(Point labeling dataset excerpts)
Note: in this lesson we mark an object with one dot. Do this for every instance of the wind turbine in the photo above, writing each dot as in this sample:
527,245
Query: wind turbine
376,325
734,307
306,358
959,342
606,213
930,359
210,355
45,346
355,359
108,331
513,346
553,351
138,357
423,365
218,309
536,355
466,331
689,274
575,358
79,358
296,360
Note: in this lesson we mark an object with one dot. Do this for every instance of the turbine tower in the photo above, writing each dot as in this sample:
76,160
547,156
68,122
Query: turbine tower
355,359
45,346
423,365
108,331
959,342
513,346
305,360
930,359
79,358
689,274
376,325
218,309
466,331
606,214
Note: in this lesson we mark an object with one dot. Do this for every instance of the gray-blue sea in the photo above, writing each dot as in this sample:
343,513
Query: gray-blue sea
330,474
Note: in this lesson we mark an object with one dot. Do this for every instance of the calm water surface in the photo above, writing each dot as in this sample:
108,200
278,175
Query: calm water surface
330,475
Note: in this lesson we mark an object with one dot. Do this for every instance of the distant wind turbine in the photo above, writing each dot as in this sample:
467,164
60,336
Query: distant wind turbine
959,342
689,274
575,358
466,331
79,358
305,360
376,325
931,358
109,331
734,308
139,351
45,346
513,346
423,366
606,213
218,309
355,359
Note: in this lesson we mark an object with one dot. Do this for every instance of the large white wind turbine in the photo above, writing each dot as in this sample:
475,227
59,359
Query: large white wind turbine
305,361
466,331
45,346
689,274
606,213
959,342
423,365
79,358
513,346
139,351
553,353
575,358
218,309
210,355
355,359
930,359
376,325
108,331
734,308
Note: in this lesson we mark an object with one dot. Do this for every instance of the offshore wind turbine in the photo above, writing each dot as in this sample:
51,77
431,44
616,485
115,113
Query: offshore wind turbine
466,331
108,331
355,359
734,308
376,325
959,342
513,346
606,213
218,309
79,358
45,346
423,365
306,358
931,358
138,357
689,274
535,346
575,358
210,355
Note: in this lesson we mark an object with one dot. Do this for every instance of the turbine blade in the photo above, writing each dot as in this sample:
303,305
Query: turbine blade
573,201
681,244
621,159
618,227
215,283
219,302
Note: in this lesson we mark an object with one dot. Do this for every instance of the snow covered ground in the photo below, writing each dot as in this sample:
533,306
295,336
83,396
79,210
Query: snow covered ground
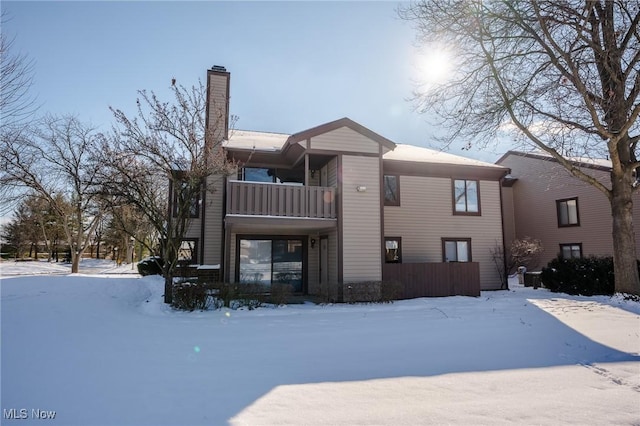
103,349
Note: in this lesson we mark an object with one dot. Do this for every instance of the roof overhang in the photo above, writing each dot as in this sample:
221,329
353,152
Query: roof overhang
255,223
415,168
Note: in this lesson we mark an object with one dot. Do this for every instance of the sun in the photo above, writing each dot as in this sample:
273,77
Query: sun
433,65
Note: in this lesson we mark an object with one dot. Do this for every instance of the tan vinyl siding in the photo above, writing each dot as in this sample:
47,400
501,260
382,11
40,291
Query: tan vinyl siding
425,216
540,183
361,219
232,258
193,228
346,140
332,169
508,215
213,221
333,257
218,86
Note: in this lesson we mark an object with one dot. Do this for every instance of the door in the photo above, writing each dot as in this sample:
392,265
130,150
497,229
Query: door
324,263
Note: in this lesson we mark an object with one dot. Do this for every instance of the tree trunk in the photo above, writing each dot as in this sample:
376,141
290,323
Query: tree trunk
624,241
168,287
75,262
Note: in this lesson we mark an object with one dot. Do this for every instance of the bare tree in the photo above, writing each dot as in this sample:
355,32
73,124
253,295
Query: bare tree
16,78
54,161
564,74
162,161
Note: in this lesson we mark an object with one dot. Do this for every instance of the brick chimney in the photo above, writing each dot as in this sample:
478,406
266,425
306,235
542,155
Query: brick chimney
218,103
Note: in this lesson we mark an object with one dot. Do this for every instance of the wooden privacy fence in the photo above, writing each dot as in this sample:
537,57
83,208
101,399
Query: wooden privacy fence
434,279
252,198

### DIRECTION
Print the full listing exactly, dropping the pictures.

### EXPECTED ANSWER
Note: in this lesson we mark an object with one dot. Do this for every instance of the wind turbine in the photo above, writing each dot as in this sample:
527,245
Query: wind turbine
376,325
734,307
306,358
959,342
606,213
930,359
210,355
45,346
355,359
108,331
513,346
553,351
138,357
423,365
218,309
536,355
466,331
689,274
575,358
79,358
296,360
Note: in this lesson we mark an object with one dot. Do this for every instance of the turbine tower in the photo above, writing each dot as in this sample:
76,160
547,156
68,122
Query: turbine tower
355,359
45,346
423,365
108,331
959,342
513,346
305,360
930,359
79,358
689,274
376,325
218,309
466,331
606,214
Note: in this lesson we mark an object with one dot. Do this for every instance of the gray-blue sea in the photo above, writing each dot as in this sample:
343,513
Query: gray-blue sea
330,474
Note: in this lesson we mark an object with one dot. Do this for every instance of the calm water surface in the photo above, writing each dot as in this sample:
108,200
278,175
Query: calm water surface
330,475
Note: in this lesson we mark an object with one dot. Do this for every instance of the distant wind turbine in the photo above, writing each dot as in this sample:
467,164
60,336
Query: distant wind turbine
959,342
689,274
575,358
466,331
79,358
305,360
376,325
931,358
109,331
734,308
139,351
45,346
513,346
423,366
606,213
218,309
355,359
Note: in this lesson we mark an object with one dot. Do this for every instance of the large white wind turbine in the photo above, writing each dot as in this sample:
475,227
59,359
Query: large white wind turbine
305,361
466,331
45,346
689,274
606,213
959,342
423,365
79,358
513,346
139,351
553,353
575,358
218,309
210,355
355,359
930,359
376,325
108,331
734,308
Note: in this lesson we mark an object with one dot. Do this for every instance of the offshore wind turbine in the photo above, writing each dot as in this sample:
51,77
431,44
616,485
115,113
Query: offshore wind turbine
466,331
108,331
355,359
734,308
376,325
959,342
513,346
606,213
218,309
79,358
45,346
423,365
306,358
931,358
138,357
689,274
535,346
575,358
210,355
Note: in this lesson we mark an object with one dot. Do this for every instance of the turbine blade in the photo above, writing each dot as in this sample:
303,305
Query: turbine blade
573,201
681,244
621,159
618,227
215,283
219,302
Note: in this lesson we mark an object with one dot. Do this for every instance of the snow covered ground in the photo below, writing each dot as in this sample:
533,306
295,336
83,396
79,210
Query: snow covered ground
103,349
Note: in this lesson we mark an object with one dot. Do this for every instance of the roof overhang in the photo above, writing each dot as in this sample:
221,329
353,152
Query: roof overhang
255,223
415,168
Note: in this lesson we mark an object with one dot. Do this for every instance of the sun in the photo above, writing each dot as in this sample:
273,77
Query: sun
433,65
Note: in this lesson we mark an object with one dot. Do this for every instance of the tan vinyl siding in the photo above, writing each dot as in this sample:
47,400
501,260
382,11
40,291
Query: tan vinyl siding
425,216
540,183
361,219
232,258
193,228
346,140
332,169
508,215
213,221
333,257
218,86
Note: in this lesson we mark an object with one dot. Do this for every instance of the door in the photo above, writing each dot as in this sample:
392,265
130,150
497,229
Query: door
324,263
Note: in this lesson we mark an object with one dot. Do this for every instance of the tree trunk in the photo above, writing each dot as in this sample:
376,141
290,323
Query: tree trunk
624,241
168,287
75,262
Note: in this lesson we mark an object with one dot. Do this for every instance of the bare tree in the photo above, writing each dot as in this sample:
355,32
73,124
253,295
Query: bare tree
16,78
54,161
564,74
162,161
Note: in this lesson we mark an object with one dot. Do this for every instance of the brick chimney in the photo above, writing each dot as in this sample:
478,406
266,425
306,235
542,155
Query: brick chimney
218,103
Note: in this lesson we mark an object with one dot. Do this for every instance of the wooden privacy fence in the photo above, writing each dot as in this sample:
537,57
83,208
101,399
Query: wooden privacy fence
434,279
252,198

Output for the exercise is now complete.